Rows of box annotation data
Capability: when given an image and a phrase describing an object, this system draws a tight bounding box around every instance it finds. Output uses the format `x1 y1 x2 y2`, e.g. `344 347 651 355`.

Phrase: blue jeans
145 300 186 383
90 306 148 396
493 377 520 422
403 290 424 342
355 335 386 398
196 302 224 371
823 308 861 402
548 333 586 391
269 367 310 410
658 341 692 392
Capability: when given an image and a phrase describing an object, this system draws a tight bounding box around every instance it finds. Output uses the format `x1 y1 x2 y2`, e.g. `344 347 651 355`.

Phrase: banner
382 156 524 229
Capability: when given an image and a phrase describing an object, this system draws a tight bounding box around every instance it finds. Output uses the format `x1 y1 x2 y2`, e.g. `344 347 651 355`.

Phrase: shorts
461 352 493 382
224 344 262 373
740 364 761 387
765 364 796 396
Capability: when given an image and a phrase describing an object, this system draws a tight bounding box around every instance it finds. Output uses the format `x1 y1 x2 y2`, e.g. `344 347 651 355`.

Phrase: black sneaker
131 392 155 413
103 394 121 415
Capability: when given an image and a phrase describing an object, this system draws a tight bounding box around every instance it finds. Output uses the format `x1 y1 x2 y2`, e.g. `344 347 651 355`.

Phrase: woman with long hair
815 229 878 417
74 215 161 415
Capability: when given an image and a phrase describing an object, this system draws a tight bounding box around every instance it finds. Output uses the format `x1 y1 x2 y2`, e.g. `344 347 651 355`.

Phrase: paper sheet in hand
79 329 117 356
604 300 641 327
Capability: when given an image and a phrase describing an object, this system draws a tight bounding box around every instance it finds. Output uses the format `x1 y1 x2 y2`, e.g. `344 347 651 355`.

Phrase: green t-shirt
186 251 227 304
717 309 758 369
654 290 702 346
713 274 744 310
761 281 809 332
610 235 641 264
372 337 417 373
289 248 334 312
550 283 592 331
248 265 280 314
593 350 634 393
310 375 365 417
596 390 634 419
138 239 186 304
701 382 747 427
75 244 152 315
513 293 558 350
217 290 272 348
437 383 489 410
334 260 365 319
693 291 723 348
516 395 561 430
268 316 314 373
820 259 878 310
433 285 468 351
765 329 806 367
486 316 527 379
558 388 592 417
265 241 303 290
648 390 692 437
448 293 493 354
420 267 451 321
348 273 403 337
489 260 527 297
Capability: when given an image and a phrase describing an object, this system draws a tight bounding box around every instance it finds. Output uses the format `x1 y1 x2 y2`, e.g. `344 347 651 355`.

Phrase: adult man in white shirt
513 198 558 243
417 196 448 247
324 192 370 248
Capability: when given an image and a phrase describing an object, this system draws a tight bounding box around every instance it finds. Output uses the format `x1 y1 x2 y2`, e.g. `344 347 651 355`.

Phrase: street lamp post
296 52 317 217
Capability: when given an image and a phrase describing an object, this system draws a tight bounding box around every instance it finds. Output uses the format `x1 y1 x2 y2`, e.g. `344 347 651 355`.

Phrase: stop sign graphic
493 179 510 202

Instructions for the task: Rewrite the listing with every occurrence of "bounding box" replaced by "enclosing rectangle", leaving everything else unchanged.

Task output:
Capability: when given an image and a phrase describing an object, this system draws a tight enclosing rectangle around every instance it finds. Output uses the format `x1 y1 x2 y2`, e.g. `344 347 651 355`.

Phrase: blue jeans
145 300 186 383
90 306 148 396
493 377 520 422
403 290 424 342
355 335 386 398
196 302 224 371
823 308 861 402
548 333 586 391
269 367 310 410
658 341 692 392
Capability: when given an image and a phrase describing an object, this system draws a tight enclosing rectangle around every instance it finds. Output uses the format `x1 y1 x2 y2`, e.g. `344 347 651 355`.

Phrase: banner
382 156 524 229
Capability: when given an image and a phrase describing an object, this system draws a tight enclosing rectangle around every instance it finds. Output uses the format `x1 y1 x2 y2`, e.g. `344 347 651 355`.

Phrase: shorts
461 352 493 382
224 344 262 373
740 364 761 387
765 364 796 396
Capability: when given an image and a phrase describing an object, this system draws a tight enclosing rectangle around every instance it finds. Output uses the format `x1 y1 x2 y2`, e.g. `344 347 651 355`.

Phrase: black sneaker
131 392 155 413
103 394 121 415
Capability: when given an image and a phrase describing an object, this system draws a tight enclosing rectangle around every instance it finds. Output uses the format `x1 y1 x2 y2`, e.g. `344 347 651 355`.

Phrase: woman with long hair
815 229 878 417
74 215 161 415
Capability: when given an image and a phrase describing an object, this system draws a tight enclosing rectangle around every instance it finds. Output uses the format `x1 y1 x2 y2`, e.g. `344 347 651 355`.

Phrase: paper sheet in hand
79 329 117 356
604 300 641 327
Capability: when given an image and a phrase describing an object, this system draws a tight enclosing rectangle around every instance it finds. Output uses the format `x1 y1 x2 y2`, e.g. `344 347 651 355`.

Phrase: green t-shirt
186 251 227 304
717 309 758 369
654 290 702 346
713 274 744 310
761 281 809 332
610 235 641 264
372 337 417 373
289 248 334 312
550 283 592 331
248 265 280 314
593 350 634 393
310 375 365 417
596 390 634 419
138 239 186 304
701 382 747 427
75 244 152 315
513 293 558 350
217 290 272 348
437 383 489 410
334 260 365 319
693 291 723 348
516 395 561 430
268 316 314 373
820 259 878 310
433 285 468 351
765 329 806 367
486 316 527 379
558 388 592 417
265 241 303 290
648 390 692 437
448 293 493 354
420 267 451 321
348 273 403 337
489 260 527 297
Capability: when given an image and a phrase describing an object, this system draws a tight enclosing rectangle around every instance it finds. Output uses the format `x1 y1 x2 y2`, e.g. `344 347 651 355`.

Phrase: adult man in white shirt
513 198 558 243
417 196 448 247
324 192 370 248
Capability: when given an image and a phrase describing an object, this system draws a tight enclosing rectangle around every instance it finds. Output uses the format `x1 y1 x2 y2`, e.g. `344 347 651 355`.

Phrase: street lamp post
296 52 317 217
Capability: when given an image and a phrase describing an object, this system draws a tight enclosing rectangle around every instance it finds. Output uses the format `x1 y1 x2 y2`, e.g. `344 347 651 355`.

Phrase: stop sign graphic
493 179 510 202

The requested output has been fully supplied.